▶ [Selected passage]:
□ □ □ □

Undercover journalist Anas Aremeyaw Anas has asked the public to exercise caution in pointing fingers at persons they may suspect to be behind the murder of his team member in Accra Wednesday. “We should all be careful because it’s early [days] yet”, he told the BBC Thursday. Ahmed Hussein-Suale who was a key member of Anas’ private investigations team, Tiger Eye PI, was shot dead at Madina Wednesday night while driving home. He was said to have been shot three times in the chest and neck at close range just few metres to his home, allegedly by two unknown assailants who were riding on a motorbike.
Ahmed was one of Tiger Eye journalists whose photographs Ken Agyapong circulated in his ‘who watches the watchman’ anti-Anas video documentary, in which he urged people to beat him up for a handsome reward.

□ □ □ □

▶ [A block of data]:
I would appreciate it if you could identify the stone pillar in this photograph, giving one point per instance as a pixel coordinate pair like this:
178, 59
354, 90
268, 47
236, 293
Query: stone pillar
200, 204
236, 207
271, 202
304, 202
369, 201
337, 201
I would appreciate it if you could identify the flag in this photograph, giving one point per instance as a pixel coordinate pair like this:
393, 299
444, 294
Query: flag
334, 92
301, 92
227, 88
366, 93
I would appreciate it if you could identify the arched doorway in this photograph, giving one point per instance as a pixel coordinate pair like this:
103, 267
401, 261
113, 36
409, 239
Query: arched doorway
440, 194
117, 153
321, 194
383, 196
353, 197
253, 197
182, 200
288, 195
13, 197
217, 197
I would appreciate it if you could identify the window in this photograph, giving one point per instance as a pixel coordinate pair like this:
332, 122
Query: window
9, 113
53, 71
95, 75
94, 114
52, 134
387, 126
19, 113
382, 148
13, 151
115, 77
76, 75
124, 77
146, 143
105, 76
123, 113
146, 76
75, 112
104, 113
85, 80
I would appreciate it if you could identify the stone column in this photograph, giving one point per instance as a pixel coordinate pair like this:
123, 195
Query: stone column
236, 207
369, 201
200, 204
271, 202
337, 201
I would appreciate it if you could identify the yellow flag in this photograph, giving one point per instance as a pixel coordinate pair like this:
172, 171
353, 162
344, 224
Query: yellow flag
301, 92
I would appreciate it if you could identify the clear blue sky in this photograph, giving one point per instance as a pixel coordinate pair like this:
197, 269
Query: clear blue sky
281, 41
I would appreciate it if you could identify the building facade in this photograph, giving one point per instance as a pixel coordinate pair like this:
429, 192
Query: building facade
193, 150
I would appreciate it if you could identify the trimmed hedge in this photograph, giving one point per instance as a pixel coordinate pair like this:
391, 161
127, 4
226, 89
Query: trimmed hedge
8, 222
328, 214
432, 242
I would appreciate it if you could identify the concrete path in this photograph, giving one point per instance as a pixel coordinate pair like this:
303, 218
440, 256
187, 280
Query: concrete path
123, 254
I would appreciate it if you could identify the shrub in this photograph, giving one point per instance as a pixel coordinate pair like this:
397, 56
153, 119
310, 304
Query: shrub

□ □ □ □

Please state where Ahmed Hussein-Suale was shot dead, according to the news report above.

▶ [Correct result]:
At Madina, while he was driving home.